** Goal 1 **
Using the Web-SIG message, explain in one to three sentences why its author considers RFC 2388 itself wrong, rather than the user agents that fail to follow it.
** Goal 2 **
Locate every line in the listing that contains the word "rear", and copy each one. Case counts.

** Source excerpt **
[Web-SIG] parsing of urlencoded data and Unicode

Tue Jul 29 22:04:04 CEST 2008

On Jul 29, 2008, at 3:18 PM, Deron Meranda wrote:

> In what way is RFC 2388 wrong or not MIME?
>
> Per RFC 2388 sect. 3:
>  "The media-type multipart/form-data follows the rules of all  
> multipart
>   MIME data streams as outlined in [RFC 2046]."
>
> So it is MIME, right?

No: RFC 2388 says it is MIME, but in real life it is not. RFC 2388 is  
wrong.

>

> Now you can successfully argue that many user agents do not
> follow the RFC carefully enough.  But that's not a problem with
> the RFC itself.

Common practice is by now long established, and cannot simply be  
changed 10 years after the fact to conform to what the standard says  
it should've been. Therefore, it *is* now a problem with the standard:  
the standard is wrong. If you follow it, you're going to create  
totally broken software.

For instance, treating form posts as being 7bit unless they have a  
Content-Transfer-Encoding. The RFC says you should do that. But it's  
an absolutely nonsensical thing to do. Your code would not work with  
any existing web browser if you did. Or, if you're writing a web  
browser: don't even think of using Content-Transfer-Encoding to encode  
your response. Few servers/frameworks would understand your submission  
if you tried.

> But, at this point, can one consider the content of form post to be  
> encoded "text" string?
>
> Or it should be considered encoded "byte" string?

I'd recommend that it should be, certainly at the lower levels. A  
higher level API can look at the hints available to figure out how to  
decode the non-file fields: e.g.: if the magic _charset_ parameter is  
present, use that, otherwise use what the developer tells you they put  
in accept-charset / what encoding they sent the page in.

James

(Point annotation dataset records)
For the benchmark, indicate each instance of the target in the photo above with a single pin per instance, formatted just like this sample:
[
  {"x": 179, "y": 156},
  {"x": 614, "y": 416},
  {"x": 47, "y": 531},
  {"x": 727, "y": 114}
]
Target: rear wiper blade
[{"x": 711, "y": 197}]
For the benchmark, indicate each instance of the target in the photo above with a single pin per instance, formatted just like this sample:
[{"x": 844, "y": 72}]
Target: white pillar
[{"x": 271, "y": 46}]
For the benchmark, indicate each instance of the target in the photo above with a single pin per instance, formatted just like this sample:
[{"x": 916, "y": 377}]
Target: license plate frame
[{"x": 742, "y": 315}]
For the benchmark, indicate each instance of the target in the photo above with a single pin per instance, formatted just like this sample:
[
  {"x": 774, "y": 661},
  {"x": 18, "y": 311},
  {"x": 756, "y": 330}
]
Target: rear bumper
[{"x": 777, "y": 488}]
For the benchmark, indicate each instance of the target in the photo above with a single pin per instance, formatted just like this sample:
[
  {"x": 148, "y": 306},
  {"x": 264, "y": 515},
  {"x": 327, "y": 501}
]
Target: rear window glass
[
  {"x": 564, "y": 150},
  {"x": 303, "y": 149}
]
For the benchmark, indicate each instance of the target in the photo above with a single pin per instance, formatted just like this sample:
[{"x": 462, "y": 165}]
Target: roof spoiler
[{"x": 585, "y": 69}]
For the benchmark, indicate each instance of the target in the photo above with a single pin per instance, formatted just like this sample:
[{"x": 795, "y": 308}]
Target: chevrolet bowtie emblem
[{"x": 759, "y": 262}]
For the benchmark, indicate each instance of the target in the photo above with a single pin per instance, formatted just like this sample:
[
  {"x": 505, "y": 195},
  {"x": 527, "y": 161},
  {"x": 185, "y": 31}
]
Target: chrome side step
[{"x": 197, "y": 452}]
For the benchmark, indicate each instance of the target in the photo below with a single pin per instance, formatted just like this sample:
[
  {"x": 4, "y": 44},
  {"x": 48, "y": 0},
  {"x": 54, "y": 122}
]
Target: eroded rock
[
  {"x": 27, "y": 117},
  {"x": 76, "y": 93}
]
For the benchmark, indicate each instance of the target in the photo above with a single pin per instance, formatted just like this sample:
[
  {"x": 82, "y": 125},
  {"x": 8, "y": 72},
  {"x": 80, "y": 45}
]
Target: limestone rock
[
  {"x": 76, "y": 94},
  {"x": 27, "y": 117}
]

** Worked solution 1 **
Common practice has long been established and cannot be changed ten years later to match what the standard says it should have been, so following the standard now produces broken software. For example, treating form posts as 7bit unless they carry a Content-Transfer-Encoding, as the RFC directs, would not work with any existing web browser.

** Worked solution 2 **
Target: rear wiper blade
Target: rear bumper
Target: rear window glass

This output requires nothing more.